** EXERCISE OBJECTIVE **
Update the records below from the line containing "Ground the stucco" through the end of the records: write them out again with "Reply" changed to "Respond" everywhere it appears and everything else left unchanged. Give only those lines.

(Excerpts of labeled region data)
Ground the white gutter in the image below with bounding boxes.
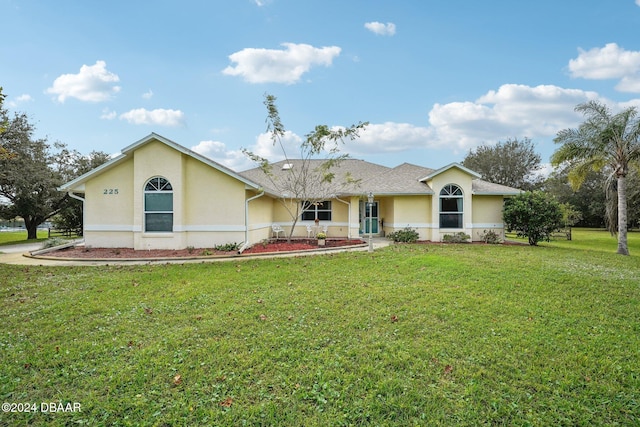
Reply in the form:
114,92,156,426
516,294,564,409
335,196,351,240
238,191,264,254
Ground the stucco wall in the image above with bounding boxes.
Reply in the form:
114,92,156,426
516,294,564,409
427,167,474,242
472,196,504,240
85,141,255,249
385,195,432,240
273,198,350,237
84,160,134,248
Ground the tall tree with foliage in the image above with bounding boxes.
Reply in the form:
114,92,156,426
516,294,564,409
551,101,640,255
243,94,368,241
0,105,109,239
462,138,542,190
503,191,563,246
542,168,606,227
51,146,111,235
0,86,13,160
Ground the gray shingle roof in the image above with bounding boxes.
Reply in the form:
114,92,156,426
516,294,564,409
239,159,520,197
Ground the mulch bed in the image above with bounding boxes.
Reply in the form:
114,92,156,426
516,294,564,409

** ANSWER TO THIS EXERCISE **
Ground the stucco wall in the image above with bounding boxes.
Respond in the form:
114,92,156,426
516,294,564,409
427,167,474,242
472,196,504,240
85,141,255,249
385,195,432,240
273,198,350,237
84,160,134,248
Ground the tall tree with foliage in the image above with bounding boxes.
Respond in the form:
114,92,156,426
516,294,564,409
551,101,640,255
243,94,368,241
0,105,109,239
462,138,542,190
503,191,563,246
542,168,606,227
51,146,111,235
0,86,13,160
Ground the gray shingle roof in the image above with bounding boxes.
Respond in the form:
114,92,156,426
516,294,564,409
239,159,520,197
Ground the mulch bed in the image above with bounding boxes.
Respond in the form:
114,92,156,426
516,294,564,409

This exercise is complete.